> _TEXTO PARA LEER_
=-=-=
«¡Nadie es inocente!» – Carlos Raúl Hernández

Por: Carlos Raúl Hernández

Un esperpento, una mueca contrahecha, fue el bullyingescrache, acto de repudio (como lo llaman los cubanos) contra la hija de un capitoste, allá en las antípodas. No está acusada de ningún delito y por eso es injusticia, vejamen, atropello. Según el Derecho Penal los delitos son personales y las sanciones intrasmisibles, pero las turbas no creen en eso. Somos objeto y sujeto de envilecimiento, objeto porque las autocracias arrebatan la libertad, imponen el miedo, la acción brutal y degradan a los seres humanos a actuar bajo sumisión. Y sujeto, porque degradados, reproducimos en comportamiento que sufrimos. Stalin levantó en Moscú un monumento a un niño que delató a sus padres y, como los comunistas, acusamos a una muchacha de cómplice por no denunciar a su familia. Y peor que las torpezas de los espontáneos, es que gente con aparentes visos de solvencia tartajee a favor de eso.

“¡Nadie es inocente!» gritó Ravachol al lanzar su bomba en un concurrido café en París, atestado de niños, abuelas y profesionales. Arendt define populacho o chusma a grupos, no importa su extracción social, dispuestos a agavillarse para cometer y apoyar canalladas. En un país sin rumbo pocos asumen la obligación de desafiar las tropelías del populacho semiilustrado. En la política de los últimos 25 años, unos actuaban desgaritados y otros callaban para evitarse arañazos colectivos. La viveza les salió por la culata porque al final nadie se salvó, sucumbió la democracia y apenas quedan pedazos de país. Para que la inquisición no acose a la joven, según él lombrosiana, culpable desde el vientre de su madre, ella debe hacer Auto de Fe contra sus progenitores, según los estrafalarios argumentos y tuits  del populacho. Todo linchador justifica su crimen en los del linchado. Es el  bullying de “los buenos”, justos, democráticos.
=-=-=
> _INSTRUCCIONES_
(a) Copia del artículo sobre el escrache el fragmento que va desde "Un esperpento, una" hasta "favor de eso.", ambos incluidos.
(b) Indica si estas afirmaciones concuerdan con el artículo sobre el escrache, respondiendo sí o no y citando literalmente las palabras que lo deciden: (i) La hija del capitoste está acusada de un delito. (ii) Ravachol lanzó su bomba en un café de París. (iii) Según Arendt, la chusma pertenece a una sola clase social.
(c) Retoma el artículo sobre el escrache y continúalo a partir de su última oración.

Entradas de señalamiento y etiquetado
=-=-=
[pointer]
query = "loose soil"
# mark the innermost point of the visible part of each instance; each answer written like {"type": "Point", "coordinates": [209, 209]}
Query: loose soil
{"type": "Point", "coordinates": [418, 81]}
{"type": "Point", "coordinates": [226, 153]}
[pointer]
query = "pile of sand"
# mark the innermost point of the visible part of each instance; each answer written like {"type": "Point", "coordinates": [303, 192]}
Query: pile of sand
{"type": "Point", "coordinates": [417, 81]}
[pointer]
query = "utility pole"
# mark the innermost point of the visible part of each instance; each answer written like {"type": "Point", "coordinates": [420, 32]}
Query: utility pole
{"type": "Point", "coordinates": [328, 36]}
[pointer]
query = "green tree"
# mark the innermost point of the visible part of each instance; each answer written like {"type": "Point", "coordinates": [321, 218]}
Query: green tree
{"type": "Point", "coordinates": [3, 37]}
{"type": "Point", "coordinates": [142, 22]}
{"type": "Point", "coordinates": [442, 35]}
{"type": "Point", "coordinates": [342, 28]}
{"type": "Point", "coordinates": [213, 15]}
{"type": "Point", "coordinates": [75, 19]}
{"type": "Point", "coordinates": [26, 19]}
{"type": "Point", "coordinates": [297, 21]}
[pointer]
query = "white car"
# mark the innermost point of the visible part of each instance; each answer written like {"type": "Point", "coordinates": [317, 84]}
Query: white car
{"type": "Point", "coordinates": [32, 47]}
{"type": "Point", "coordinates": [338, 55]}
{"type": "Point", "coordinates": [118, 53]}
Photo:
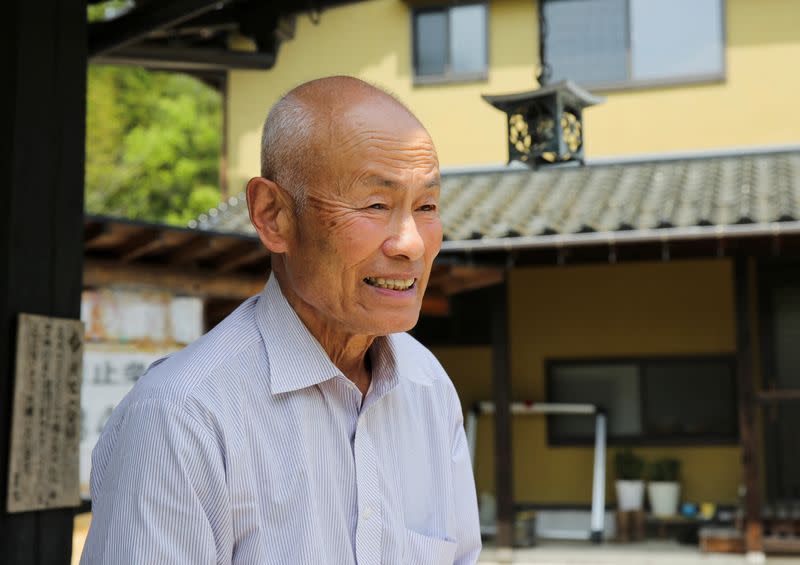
=-=-=
> _RESULTADOS DEL EJERCICIO_
(a)
Un esperpento, una mueca contrahecha, fue el bullyingescrache, acto de repudio (como lo llaman los cubanos) contra la hija de un capitoste, allá en las antípodas. No está acusada de ningún delito y por eso es injusticia, vejamen, atropello. Según el Derecho Penal los delitos son personales y las sanciones intrasmisibles, pero las turbas no creen en eso. Somos objeto y sujeto de envilecimiento, objeto porque las autocracias arrebatan la libertad, imponen el miedo, la acción brutal y degradan a los seres humanos a actuar bajo sumisión. Y sujeto, porque degradados, reproducimos en comportamiento que sufrimos. Stalin levantó en Moscú un monumento a un niño que delató a sus padres y, como los comunistas, acusamos a una muchacha de cómplice por no denunciar a su familia. Y peor que las torpezas de los espontáneos, es que gente con aparentes visos de solvencia tartajee a favor de eso.

(b)
(i) No: «No está acusada de ningún delito».
(ii) Sí: «gritó Ravachol al lanzar su bomba en un concurrido café en París».
(iii) No: «no importa su extracción social».

(c)
Carnaval de heces
Como en el far west la demencia desbordada publica wanted. Una abominable lista de hijos en el exterior, con las ciudades donde viven. Es hora de que la Iglesia oriente, disuelva la confusión y el odio, porque si ella no lo hace, quién lo va a hacer. Es un asunto ético y político, porque los efectos podrían ser tan horrorosos que un mínimo sentido de responsabilidad hace pensar en el ojo por ojo de grupos de exterminio y autodefensa. Algún genio decidió lanzar heces a la Guardia Nacional – a riesgo de desatar epidemias– y vino el copy-cat contra los presos. Así comenzaron los batallones de la muerte en El Salvador, Guatemala y Argentina. El caso de la muchacha acosada y los apologistas del acoso, evidencia una fuerte corriente  de agua turbia que corre libre por acequias de estupidez política muy bien repartida.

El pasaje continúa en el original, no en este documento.